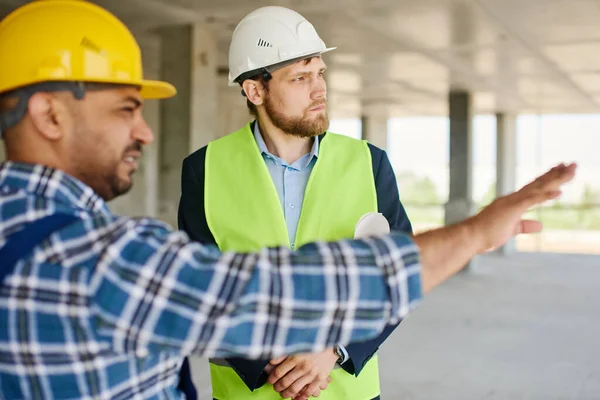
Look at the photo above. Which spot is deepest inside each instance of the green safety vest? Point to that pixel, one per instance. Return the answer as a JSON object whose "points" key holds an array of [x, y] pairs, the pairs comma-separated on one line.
{"points": [[244, 214]]}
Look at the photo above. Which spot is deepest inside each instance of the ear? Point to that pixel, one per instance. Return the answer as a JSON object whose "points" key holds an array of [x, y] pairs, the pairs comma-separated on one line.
{"points": [[48, 115], [255, 92]]}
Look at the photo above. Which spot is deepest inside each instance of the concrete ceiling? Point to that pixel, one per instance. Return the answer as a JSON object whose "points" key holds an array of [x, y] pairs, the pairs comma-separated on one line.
{"points": [[402, 57]]}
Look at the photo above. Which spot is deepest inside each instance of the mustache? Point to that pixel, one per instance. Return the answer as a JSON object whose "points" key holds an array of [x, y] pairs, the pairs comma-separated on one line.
{"points": [[135, 146], [318, 104]]}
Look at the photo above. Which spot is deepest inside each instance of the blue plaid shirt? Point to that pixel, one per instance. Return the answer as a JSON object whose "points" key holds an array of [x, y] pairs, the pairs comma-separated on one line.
{"points": [[107, 307]]}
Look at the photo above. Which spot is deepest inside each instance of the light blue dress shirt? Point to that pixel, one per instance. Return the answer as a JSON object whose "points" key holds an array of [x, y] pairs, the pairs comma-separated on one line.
{"points": [[290, 181]]}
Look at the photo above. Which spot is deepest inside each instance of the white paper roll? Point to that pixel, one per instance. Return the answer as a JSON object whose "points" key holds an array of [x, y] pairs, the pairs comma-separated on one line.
{"points": [[371, 224]]}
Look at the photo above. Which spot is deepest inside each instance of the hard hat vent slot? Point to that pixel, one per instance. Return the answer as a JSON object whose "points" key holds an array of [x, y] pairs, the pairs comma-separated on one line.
{"points": [[264, 43]]}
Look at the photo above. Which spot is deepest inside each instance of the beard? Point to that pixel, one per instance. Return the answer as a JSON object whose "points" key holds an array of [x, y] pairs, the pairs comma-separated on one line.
{"points": [[104, 177], [298, 126]]}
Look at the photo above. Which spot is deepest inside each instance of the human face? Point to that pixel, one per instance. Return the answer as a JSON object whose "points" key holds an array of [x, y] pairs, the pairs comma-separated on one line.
{"points": [[106, 140], [296, 98]]}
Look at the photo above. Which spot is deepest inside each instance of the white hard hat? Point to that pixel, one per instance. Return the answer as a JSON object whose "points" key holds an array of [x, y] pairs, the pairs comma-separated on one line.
{"points": [[269, 36]]}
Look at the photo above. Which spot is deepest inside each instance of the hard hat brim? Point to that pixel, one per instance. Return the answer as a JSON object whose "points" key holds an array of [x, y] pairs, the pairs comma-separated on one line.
{"points": [[297, 57], [150, 89]]}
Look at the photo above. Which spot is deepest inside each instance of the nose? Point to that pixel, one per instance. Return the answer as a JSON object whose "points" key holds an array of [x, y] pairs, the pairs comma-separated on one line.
{"points": [[142, 132], [320, 89]]}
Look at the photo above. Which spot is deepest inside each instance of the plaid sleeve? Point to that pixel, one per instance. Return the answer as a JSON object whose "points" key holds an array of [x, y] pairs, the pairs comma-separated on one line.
{"points": [[154, 290]]}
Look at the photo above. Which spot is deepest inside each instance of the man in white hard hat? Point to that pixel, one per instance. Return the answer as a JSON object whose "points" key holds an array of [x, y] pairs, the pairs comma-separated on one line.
{"points": [[284, 180], [98, 306], [317, 187]]}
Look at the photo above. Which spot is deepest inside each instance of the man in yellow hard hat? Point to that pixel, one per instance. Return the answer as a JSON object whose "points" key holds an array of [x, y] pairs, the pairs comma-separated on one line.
{"points": [[98, 306]]}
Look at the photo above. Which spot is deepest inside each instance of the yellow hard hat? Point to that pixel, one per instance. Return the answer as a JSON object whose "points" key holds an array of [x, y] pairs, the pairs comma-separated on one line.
{"points": [[71, 40]]}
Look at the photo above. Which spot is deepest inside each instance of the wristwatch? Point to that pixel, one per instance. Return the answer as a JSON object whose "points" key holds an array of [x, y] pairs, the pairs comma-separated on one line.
{"points": [[338, 352]]}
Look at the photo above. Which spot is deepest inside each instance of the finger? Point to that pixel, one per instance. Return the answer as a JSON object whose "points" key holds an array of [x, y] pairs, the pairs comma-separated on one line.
{"points": [[281, 370], [323, 384], [295, 388], [528, 226], [268, 368], [540, 197], [298, 374], [554, 178], [313, 388], [277, 361]]}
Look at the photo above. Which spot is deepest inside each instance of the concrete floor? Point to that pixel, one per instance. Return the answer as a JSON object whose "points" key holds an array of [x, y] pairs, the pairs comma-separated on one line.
{"points": [[525, 327]]}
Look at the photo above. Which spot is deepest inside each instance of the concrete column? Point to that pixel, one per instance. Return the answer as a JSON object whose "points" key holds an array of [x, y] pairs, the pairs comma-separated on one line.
{"points": [[460, 199], [232, 110], [506, 161], [189, 120], [374, 129]]}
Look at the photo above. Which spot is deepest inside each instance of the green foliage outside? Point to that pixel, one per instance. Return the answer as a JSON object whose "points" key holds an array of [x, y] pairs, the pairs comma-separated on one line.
{"points": [[424, 207]]}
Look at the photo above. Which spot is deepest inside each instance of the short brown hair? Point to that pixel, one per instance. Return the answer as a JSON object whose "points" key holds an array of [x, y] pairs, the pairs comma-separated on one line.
{"points": [[251, 106], [260, 78]]}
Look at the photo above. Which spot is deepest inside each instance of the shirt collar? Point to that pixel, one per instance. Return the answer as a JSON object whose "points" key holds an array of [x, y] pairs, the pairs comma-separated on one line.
{"points": [[50, 183], [262, 146]]}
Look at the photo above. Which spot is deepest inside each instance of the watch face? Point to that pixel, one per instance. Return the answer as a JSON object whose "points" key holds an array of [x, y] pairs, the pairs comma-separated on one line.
{"points": [[338, 353]]}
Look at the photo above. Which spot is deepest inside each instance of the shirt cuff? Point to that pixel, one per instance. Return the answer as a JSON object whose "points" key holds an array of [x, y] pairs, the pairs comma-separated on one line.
{"points": [[345, 353]]}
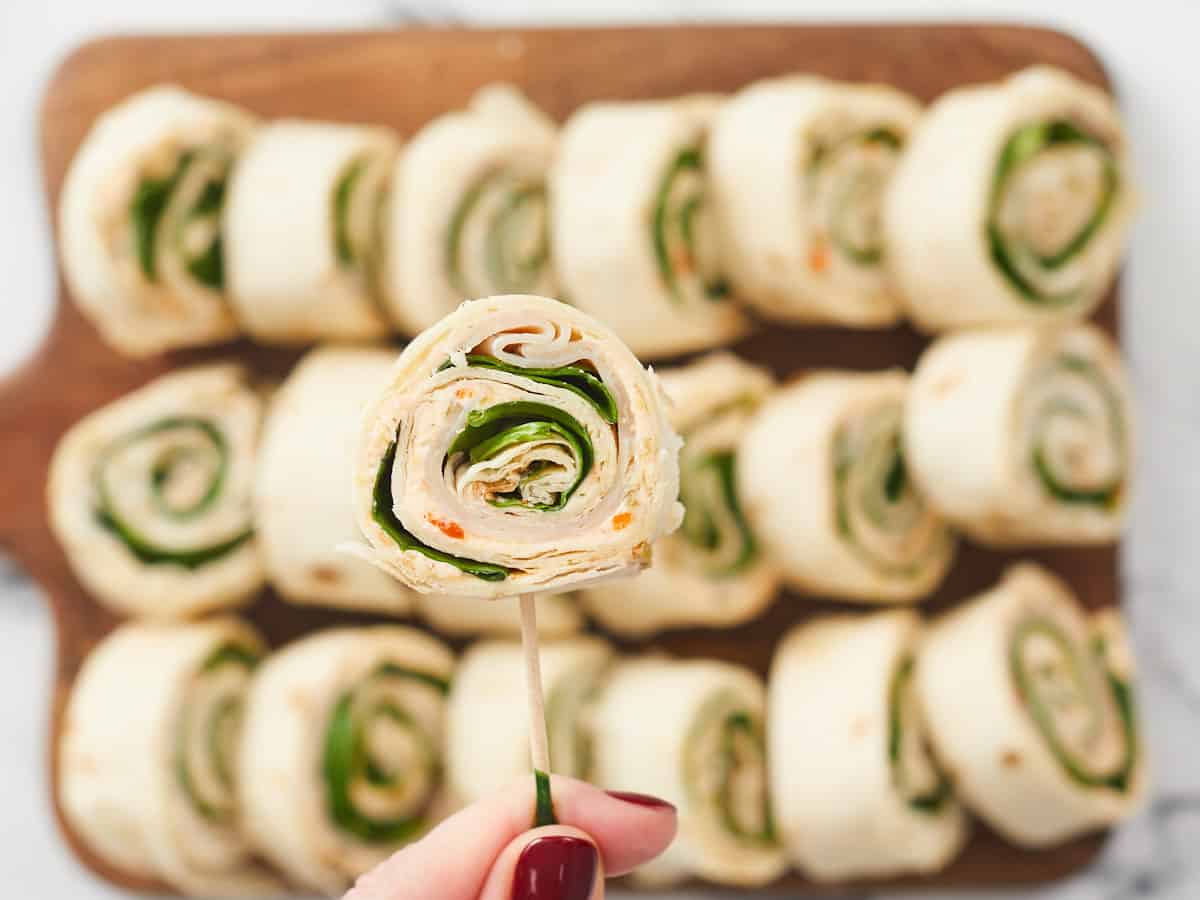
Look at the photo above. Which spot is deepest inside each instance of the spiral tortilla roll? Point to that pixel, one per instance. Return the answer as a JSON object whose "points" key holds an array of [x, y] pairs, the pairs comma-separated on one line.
{"points": [[1012, 204], [487, 736], [139, 220], [150, 496], [517, 448], [693, 733], [145, 763], [341, 756], [1036, 730], [799, 168], [471, 214], [305, 227], [825, 481], [634, 232], [711, 571], [1024, 436], [304, 483], [558, 615], [856, 790]]}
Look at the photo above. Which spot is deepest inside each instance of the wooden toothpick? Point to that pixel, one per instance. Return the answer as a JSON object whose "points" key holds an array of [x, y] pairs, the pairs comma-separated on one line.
{"points": [[539, 742]]}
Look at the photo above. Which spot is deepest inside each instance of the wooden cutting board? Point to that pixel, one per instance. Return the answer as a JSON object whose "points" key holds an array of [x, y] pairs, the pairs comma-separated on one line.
{"points": [[405, 78]]}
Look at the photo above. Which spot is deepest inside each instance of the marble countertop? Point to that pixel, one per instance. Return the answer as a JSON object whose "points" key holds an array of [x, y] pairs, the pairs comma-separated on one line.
{"points": [[1149, 48]]}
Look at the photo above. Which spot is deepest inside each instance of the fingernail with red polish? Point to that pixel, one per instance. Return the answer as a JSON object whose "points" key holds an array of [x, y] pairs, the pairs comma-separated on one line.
{"points": [[556, 868], [640, 799]]}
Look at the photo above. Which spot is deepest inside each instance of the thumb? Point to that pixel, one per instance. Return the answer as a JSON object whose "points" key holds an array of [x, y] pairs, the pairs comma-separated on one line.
{"points": [[551, 863]]}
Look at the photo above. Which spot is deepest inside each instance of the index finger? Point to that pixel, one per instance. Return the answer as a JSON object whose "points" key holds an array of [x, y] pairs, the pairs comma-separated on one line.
{"points": [[459, 853]]}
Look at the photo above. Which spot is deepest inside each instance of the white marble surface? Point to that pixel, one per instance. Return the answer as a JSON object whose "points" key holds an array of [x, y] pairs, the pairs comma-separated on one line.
{"points": [[1150, 48]]}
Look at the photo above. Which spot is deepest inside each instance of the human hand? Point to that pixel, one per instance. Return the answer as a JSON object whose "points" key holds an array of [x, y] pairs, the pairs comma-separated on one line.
{"points": [[489, 852]]}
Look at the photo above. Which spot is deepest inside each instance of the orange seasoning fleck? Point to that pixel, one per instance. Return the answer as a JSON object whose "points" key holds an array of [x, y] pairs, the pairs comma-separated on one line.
{"points": [[819, 255], [450, 529]]}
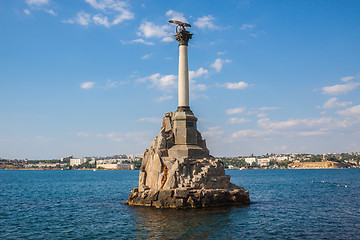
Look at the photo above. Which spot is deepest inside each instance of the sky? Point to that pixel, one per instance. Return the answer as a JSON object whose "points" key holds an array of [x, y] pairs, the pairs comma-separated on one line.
{"points": [[94, 77]]}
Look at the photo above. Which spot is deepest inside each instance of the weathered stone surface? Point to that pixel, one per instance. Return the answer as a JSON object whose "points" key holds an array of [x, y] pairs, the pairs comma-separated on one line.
{"points": [[169, 178]]}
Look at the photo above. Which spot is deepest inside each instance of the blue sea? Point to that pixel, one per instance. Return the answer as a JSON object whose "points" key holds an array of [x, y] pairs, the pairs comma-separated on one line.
{"points": [[286, 204]]}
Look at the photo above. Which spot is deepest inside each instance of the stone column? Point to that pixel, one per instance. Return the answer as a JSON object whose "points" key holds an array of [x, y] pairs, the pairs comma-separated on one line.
{"points": [[183, 82], [183, 38]]}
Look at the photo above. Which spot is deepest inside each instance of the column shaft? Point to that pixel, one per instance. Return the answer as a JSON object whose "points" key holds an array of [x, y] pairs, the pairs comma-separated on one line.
{"points": [[183, 81]]}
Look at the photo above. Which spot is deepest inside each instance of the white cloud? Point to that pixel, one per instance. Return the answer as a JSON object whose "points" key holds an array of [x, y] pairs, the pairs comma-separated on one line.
{"points": [[333, 103], [162, 82], [353, 111], [348, 78], [82, 18], [167, 39], [213, 132], [116, 8], [37, 2], [150, 119], [139, 40], [164, 98], [50, 11], [27, 11], [197, 73], [238, 85], [87, 85], [112, 84], [218, 64], [206, 22], [238, 120], [100, 20], [70, 21], [200, 87], [267, 108], [311, 133], [294, 123], [126, 15], [235, 110], [113, 9], [340, 88], [175, 15], [261, 115], [247, 26], [251, 133], [150, 30], [146, 56]]}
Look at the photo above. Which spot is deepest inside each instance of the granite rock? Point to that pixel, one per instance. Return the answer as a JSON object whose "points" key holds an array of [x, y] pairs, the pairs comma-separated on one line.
{"points": [[183, 182]]}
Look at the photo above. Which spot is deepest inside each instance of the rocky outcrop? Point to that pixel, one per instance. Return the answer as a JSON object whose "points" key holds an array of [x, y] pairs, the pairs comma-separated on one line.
{"points": [[166, 181]]}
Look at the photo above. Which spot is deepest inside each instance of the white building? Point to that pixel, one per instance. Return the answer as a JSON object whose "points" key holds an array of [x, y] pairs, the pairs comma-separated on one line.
{"points": [[263, 162], [116, 166], [251, 160], [77, 161]]}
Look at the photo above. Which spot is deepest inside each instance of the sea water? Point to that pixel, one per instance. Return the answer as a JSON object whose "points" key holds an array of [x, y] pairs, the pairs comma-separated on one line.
{"points": [[286, 204]]}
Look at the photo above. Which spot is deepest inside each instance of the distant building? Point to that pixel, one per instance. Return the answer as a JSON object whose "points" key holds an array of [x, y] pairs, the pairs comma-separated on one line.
{"points": [[77, 161], [264, 162], [120, 166], [251, 160], [66, 159]]}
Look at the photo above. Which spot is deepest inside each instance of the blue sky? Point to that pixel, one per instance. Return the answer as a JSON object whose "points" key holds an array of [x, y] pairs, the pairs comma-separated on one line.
{"points": [[94, 77]]}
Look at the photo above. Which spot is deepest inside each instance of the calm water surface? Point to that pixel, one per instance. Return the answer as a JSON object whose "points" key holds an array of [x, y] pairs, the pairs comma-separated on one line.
{"points": [[89, 205]]}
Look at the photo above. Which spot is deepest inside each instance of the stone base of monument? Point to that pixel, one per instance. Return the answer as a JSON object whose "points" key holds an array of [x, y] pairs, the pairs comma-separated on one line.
{"points": [[183, 176], [188, 198]]}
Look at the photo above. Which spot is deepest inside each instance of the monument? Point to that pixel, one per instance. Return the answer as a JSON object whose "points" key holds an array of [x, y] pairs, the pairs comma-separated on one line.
{"points": [[177, 171]]}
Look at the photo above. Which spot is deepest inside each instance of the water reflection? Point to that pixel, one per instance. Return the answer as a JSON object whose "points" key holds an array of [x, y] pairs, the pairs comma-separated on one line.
{"points": [[185, 224]]}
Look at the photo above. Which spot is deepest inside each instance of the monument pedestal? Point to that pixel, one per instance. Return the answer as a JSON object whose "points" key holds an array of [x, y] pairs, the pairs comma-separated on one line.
{"points": [[177, 170], [183, 175]]}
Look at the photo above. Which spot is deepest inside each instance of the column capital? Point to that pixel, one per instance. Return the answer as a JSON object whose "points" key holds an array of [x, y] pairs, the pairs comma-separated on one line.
{"points": [[183, 37]]}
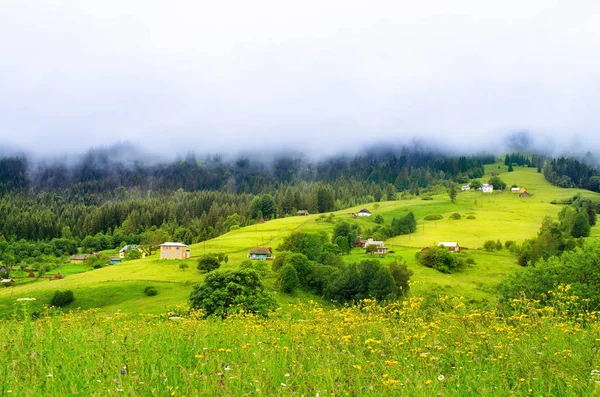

What you have to do: What you output must be exactly the lines from the line with "the monument pedestal?" through the last line of the listing, pictures excluded.

Solution for this task:
Look at the photo above. Which spot is deepest inside each instance of the monument pedestal? Point to that pixel, one per instance. Return the answer as a JSON object whose "points" key holds an array of [x, y] pairs, the pairs comma-separated on one line.
{"points": [[177, 170], [183, 175]]}
Look at the photo above. Which spot is deepest inside each instance of the column capital? Point to that pixel, one per instance. Return the answer as a JSON object whose "points" key holds an array of [x, y] pairs, the pairs comma-separated on one line.
{"points": [[183, 37]]}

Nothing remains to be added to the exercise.